* _DIRECTIVE_
Nothing should be left out: output all of the entries exactly.

* _RECORDS SHOWN_

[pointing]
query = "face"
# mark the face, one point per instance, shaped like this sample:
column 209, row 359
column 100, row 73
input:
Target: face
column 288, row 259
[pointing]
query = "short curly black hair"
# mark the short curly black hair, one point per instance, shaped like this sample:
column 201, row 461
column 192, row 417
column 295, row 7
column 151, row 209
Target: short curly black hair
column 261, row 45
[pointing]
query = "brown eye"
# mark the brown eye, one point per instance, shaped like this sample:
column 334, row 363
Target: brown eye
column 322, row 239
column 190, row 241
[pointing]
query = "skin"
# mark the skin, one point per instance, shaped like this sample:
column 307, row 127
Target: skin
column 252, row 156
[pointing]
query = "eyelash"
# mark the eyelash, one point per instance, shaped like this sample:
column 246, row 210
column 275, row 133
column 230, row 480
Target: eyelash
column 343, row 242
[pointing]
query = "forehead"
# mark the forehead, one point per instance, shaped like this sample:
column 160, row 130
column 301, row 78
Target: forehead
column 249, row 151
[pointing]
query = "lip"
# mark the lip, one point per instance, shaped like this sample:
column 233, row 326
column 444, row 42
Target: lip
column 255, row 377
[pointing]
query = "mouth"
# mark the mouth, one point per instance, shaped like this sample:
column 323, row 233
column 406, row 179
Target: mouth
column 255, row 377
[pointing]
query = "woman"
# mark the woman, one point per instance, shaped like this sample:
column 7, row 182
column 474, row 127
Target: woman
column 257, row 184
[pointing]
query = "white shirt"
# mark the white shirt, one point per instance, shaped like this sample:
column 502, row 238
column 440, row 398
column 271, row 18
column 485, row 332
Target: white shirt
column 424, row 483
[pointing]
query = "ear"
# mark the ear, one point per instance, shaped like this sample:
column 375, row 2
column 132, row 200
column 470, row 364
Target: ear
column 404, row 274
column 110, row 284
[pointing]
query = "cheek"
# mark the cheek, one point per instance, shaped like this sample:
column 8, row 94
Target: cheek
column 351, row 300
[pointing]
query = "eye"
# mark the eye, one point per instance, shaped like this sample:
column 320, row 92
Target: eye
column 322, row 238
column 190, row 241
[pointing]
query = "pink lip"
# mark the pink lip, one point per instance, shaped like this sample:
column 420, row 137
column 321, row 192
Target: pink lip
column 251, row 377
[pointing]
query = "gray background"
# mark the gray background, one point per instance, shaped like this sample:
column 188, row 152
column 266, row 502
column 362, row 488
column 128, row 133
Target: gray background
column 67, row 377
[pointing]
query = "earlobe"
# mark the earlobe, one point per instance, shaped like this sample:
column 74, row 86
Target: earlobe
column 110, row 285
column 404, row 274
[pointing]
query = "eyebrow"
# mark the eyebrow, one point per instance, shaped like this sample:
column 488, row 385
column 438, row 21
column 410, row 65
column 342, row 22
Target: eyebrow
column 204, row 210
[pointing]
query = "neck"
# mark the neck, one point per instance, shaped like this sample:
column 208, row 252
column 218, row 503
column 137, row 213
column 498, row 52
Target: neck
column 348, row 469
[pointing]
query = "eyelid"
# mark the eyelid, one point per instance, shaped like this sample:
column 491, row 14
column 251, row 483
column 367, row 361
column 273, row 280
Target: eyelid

* _THE COMPLETED TASK_
[pointing]
query = "face"
# mark the face, one point per instance, shaped like this sample:
column 209, row 359
column 100, row 73
input:
Target: face
column 288, row 259
[pointing]
query = "short curly black hair"
# mark the short curly black hair, one point per instance, shaped like this sample:
column 201, row 461
column 192, row 417
column 295, row 7
column 151, row 209
Target: short curly black hair
column 261, row 45
[pointing]
query = "brown eye"
# mark the brown eye, one point per instance, shaped like this sample:
column 334, row 363
Target: brown eye
column 322, row 239
column 190, row 241
[pointing]
query = "skin"
# mark the skin, one point per instance, shaped like this sample:
column 307, row 127
Target: skin
column 252, row 156
[pointing]
query = "eyelash"
# mark the eyelash, one point per instance, shaped like this sample:
column 246, row 210
column 275, row 133
column 230, row 480
Target: eyelash
column 343, row 242
[pointing]
query = "forehead"
# mark the forehead, one point per instance, shaped like this sample:
column 160, row 130
column 301, row 78
Target: forehead
column 249, row 151
[pointing]
query = "lip"
# mark the lip, one point per instance, shaped like this sample:
column 233, row 326
column 444, row 42
Target: lip
column 255, row 377
[pointing]
query = "mouth"
# mark the mouth, one point per instance, shaped like this sample:
column 323, row 233
column 406, row 179
Target: mouth
column 255, row 377
[pointing]
query = "woman"
# mark the woman, one point per instance, shaped like this sample:
column 7, row 182
column 474, row 127
Target: woman
column 257, row 184
[pointing]
query = "white shirt"
# mark the white shirt, one point per instance, shaped like this sample:
column 502, row 238
column 440, row 398
column 271, row 18
column 485, row 332
Target: white shirt
column 424, row 483
[pointing]
query = "ear"
# mark the ear, one point per instance, shaped like this sample:
column 375, row 2
column 132, row 200
column 470, row 364
Target: ear
column 404, row 274
column 110, row 284
[pointing]
query = "cheek"
# mark the cheek, one point per instance, shaped like this sample:
column 8, row 94
Target: cheek
column 351, row 300
[pointing]
query = "eye"
# mark the eye, one point per instance, shaped like this sample:
column 320, row 92
Target: eye
column 322, row 238
column 190, row 241
[pointing]
query = "pink lip"
# mark the pink lip, one point per instance, shaped like this sample:
column 420, row 137
column 321, row 192
Target: pink lip
column 251, row 377
[pointing]
query = "gray background"
# mark the gray background, one point per instance, shaped like this sample:
column 188, row 152
column 266, row 502
column 362, row 488
column 128, row 133
Target: gray background
column 67, row 377
[pointing]
query = "earlobe"
# mark the earlobe, one point per instance, shaped like this sample:
column 74, row 86
Target: earlobe
column 110, row 285
column 404, row 274
[pointing]
query = "eyebrow"
# mark the eyebrow, one point per instance, shaped like this sample:
column 488, row 385
column 438, row 21
column 410, row 65
column 342, row 22
Target: eyebrow
column 204, row 210
[pointing]
query = "neck"
# mark the neck, one point per instance, shaped like this sample:
column 208, row 252
column 218, row 503
column 137, row 213
column 498, row 52
Target: neck
column 348, row 469
[pointing]
query = "eyelid"
# mark the eyelid, one point per instance, shaped like this sample:
column 491, row 14
column 251, row 483
column 367, row 361
column 273, row 280
Target: eyelid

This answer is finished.